緊急時迅速放射能影響予測ネットワークシステム

緊急時迅速放射能影響予測ネットワークシステム(きんきゅうじじんそくほうしゃのうえいきょうよそくネットワークシステム、: System for Prediction of Environmental Emergency Dose Information、通称:SPEEDI)とは、原子力施設が事故を起こして自然環境の中に多量の放射性物質が放出された時の災害対策として、日本原子力研究所を中心に気象研究所などの協力を得て開発された、計算による環境影響の予測を迅速に行う計算システムを指す[1]

一般に最もよく知られた環境放射能安全年次計画の成果である。

概要 編集

1970年代において原子力発電所等に係る災害対策については、災害対策基本法に基づき所要の措置が講じられることになっていた[2]が、昭和54年のスリーマイル島原子力発電所事故を契機に、原子力発電所等に係る災害対策を充実整備するとの観点から、中央防災会議 は「原子力発電所等に係る防災対策上当面とるべき措置について」を決定した。

この要請に応える形で原子力安全委員会は、原子力発電所等周辺の防災対策について改正版)を取りまとめたが、この報告書における、原子炉事故が起きた時の緊急措置として環境中での放射線測定と計算による放射線の線量の推定に関する勧告に従って、日本原子力研究所を中心に開発されたのが緊急時迅速放射能影響予測ネットワークシステムSPEEDI[3][4]である。

SPEEDIは、原子力発電所などから大量の放射性物質が放出されたり、そのおそれがあるという緊急事態に、周辺環境における放射性物質の大気中濃度および被曝線量など環境への影響を、放出源情報、気象条件および地形データを基に迅速に予測する。

SPEEDIでは、関係府省と関係道府県、オフサイトセンターおよび日本気象協会とが、原子力安全技術センターに設置された中央情報処理計算機を中心にネットワークで結ばれていて、関係道府県からの気象観測点データとモニタリングポストからの放射線データ、および日本気象協会からのGPV(格子点資料)データ、アメダスデータを常時収集し、緊急時に備えている。

# 課題の説明:
上のSPEEDIに関する提供テキストによると、SPEEDIの開発で中心となった機関はどこか答えてください。

# データ一覧:
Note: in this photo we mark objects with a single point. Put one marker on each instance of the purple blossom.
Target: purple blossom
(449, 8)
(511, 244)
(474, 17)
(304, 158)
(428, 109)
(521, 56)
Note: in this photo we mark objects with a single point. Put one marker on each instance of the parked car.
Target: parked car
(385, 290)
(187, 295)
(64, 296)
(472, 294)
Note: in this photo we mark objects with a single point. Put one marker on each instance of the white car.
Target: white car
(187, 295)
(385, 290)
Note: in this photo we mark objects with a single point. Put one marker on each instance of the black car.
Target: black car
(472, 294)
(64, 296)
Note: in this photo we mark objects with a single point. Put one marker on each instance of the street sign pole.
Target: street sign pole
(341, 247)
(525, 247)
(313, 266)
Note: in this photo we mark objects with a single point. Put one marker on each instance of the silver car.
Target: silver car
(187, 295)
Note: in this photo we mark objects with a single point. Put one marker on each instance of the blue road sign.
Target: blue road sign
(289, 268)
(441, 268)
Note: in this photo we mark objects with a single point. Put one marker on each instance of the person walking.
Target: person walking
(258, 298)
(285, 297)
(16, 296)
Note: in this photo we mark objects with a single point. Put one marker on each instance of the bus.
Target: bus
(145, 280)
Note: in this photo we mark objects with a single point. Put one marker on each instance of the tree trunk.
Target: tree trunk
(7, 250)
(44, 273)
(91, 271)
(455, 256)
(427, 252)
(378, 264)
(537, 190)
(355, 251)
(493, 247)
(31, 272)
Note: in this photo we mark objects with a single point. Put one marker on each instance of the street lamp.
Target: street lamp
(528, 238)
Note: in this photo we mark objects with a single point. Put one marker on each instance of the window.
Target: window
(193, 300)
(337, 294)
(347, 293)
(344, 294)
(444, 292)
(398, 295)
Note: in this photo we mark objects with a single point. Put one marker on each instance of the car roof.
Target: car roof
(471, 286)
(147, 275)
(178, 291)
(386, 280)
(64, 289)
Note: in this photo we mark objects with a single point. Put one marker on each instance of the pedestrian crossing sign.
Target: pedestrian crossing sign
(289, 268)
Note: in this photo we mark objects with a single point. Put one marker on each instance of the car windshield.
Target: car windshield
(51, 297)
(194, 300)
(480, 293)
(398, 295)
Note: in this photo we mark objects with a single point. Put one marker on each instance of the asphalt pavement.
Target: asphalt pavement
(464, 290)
---
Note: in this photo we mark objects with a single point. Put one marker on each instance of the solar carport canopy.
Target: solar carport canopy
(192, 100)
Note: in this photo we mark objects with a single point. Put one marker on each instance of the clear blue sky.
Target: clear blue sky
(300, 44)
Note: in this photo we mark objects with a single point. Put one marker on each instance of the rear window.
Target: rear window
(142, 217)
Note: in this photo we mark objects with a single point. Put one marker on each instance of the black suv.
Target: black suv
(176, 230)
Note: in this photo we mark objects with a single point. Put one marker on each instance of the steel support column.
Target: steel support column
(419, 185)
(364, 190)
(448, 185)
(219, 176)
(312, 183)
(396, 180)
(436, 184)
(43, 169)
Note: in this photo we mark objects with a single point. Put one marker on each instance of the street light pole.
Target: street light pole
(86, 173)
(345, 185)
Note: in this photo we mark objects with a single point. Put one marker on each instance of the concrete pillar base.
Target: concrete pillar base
--
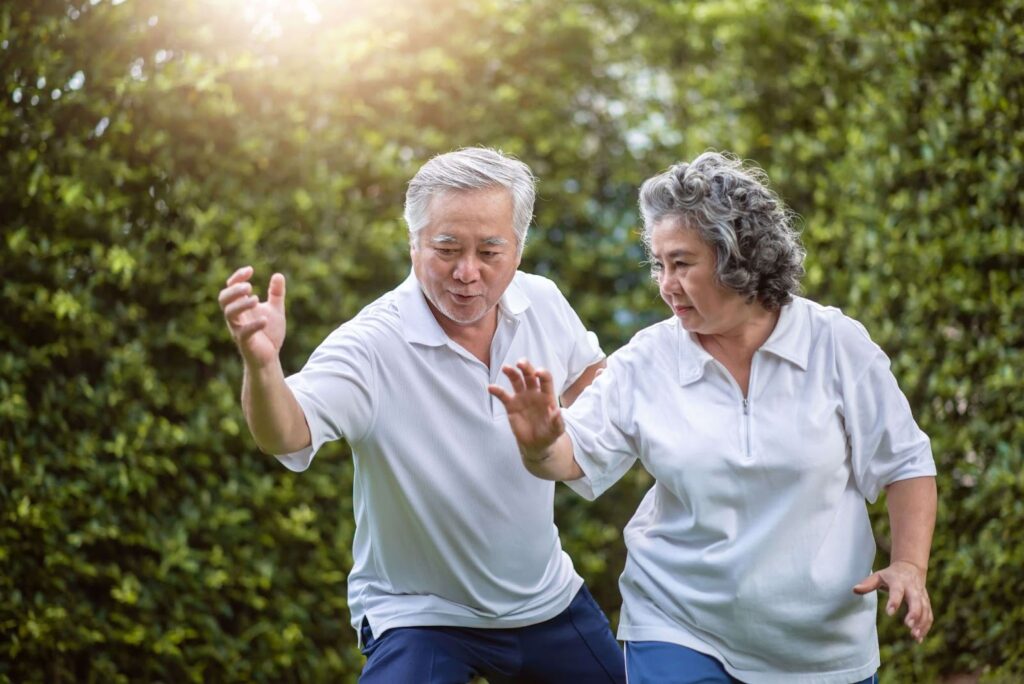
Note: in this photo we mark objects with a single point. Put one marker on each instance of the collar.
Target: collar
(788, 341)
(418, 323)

# 解答:
日本原子力研究所